● Passage
____
TinyTorch/modules/source/10_training

🏋️ Module 9: Training - Complete Neural Network Training Pipeline

📊 Module Info

• Difficulty: ⭐⭐⭐⭐⭐ Expert
• Time Estimate: 8-10 hours
• Prerequisites: Tensor, Activations, Layers, Networks, DataLoader, Autograd, Optimizers modules
• Next Steps: Compression, Kernels, Benchmarking, MLOps modules

Build the complete training pipeline that brings all TinyTorch components together

🎯 Learning Objectives

After completing this module, you will:

• Understand loss functions and how they guide neural network training
• Implement essential loss functions: MSE, CrossEntropy, and BinaryCrossEntropy
• Build evaluation metrics for classification and regression tasks
• Create a complete training loop that orchestrates the entire training process
• Master training workflows with validation, logging, and progress tracking

🧠 Build → Use → Optimize

This module follows the TinyTorch pedagogical framework:

1. Build: Loss functions, metrics, and training orchestration components
2. Use: Train complete neural networks on real datasets
3. Optimize: Analyze training dynamics and improve performance

📚 What You'll Build

Loss Functions

# Regression loss
mse = MeanSquaredError()
loss = mse(predictions, targets)

# Multi-class classification loss
ce = CrossEntropyLoss()
loss = ce(logits, class_indices)

# Binary classification loss
bce = BinaryCrossEntropyLoss()
loss = bce(logits, binary_labels)

Evaluation Metrics

# Classification accuracy
accuracy = Accuracy()
acc = accuracy(predictions, true_labels)  # Returns 0.0 to 1.0

# Regression metrics
mae = MeanAbsoluteError()
error = mae(predictions, targets)

Complete Training Pipeline

# Set up training components
model = Sequential([
    Dense(784, 128), ReLU(),
    Dense(128, 64), ReLU(),
    Dense(64, 10), Softmax()
])

optimizer = Adam(model.parameters, learning_rate=0.001)
loss_fn = CrossEntropyLoss()
metrics = [Accuracy()]

# Create trainer
trainer = Trainer(model, optimizer, loss_fn, metrics)

# Train the model
history = trainer.fit(
    train_dataloader, 
    val_dataloader, 
    epochs=10,
    verbose=True
)

Training with Real Data

# Load dataset
from tinytorch.core.dataloader import SimpleDataset, DataLoader

# Create dataset
train_dataset = SimpleDataset(size=1000, num_features=784, num_classes=10)
____
● Source data
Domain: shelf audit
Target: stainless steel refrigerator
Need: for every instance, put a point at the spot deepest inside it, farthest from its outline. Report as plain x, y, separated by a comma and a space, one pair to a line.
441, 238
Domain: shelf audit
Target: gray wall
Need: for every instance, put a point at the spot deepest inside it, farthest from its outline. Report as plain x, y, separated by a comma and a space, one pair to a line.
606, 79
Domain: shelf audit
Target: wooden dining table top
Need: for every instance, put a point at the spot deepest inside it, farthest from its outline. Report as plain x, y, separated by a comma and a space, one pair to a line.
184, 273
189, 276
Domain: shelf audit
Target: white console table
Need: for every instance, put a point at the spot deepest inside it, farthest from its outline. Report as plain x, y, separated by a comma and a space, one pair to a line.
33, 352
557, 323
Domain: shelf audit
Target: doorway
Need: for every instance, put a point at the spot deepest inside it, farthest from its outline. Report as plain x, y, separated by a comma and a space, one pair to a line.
____
● Written request A
Answer these questions about the TinyTorch training page:
(i) What time estimate is given for the module?
(ii) Which three loss functions does the module say to implement?
(iii) What learning rate is passed to the Adam optimizer in the training pipeline?
● Written request B
Count how many lines of the records contain the word "Target". Give only the number.

● Output A
(i) 8-10 hours
(ii) MSE, CrossEntropy, and BinaryCrossEntropy
(iii) 0.001

● Output B
5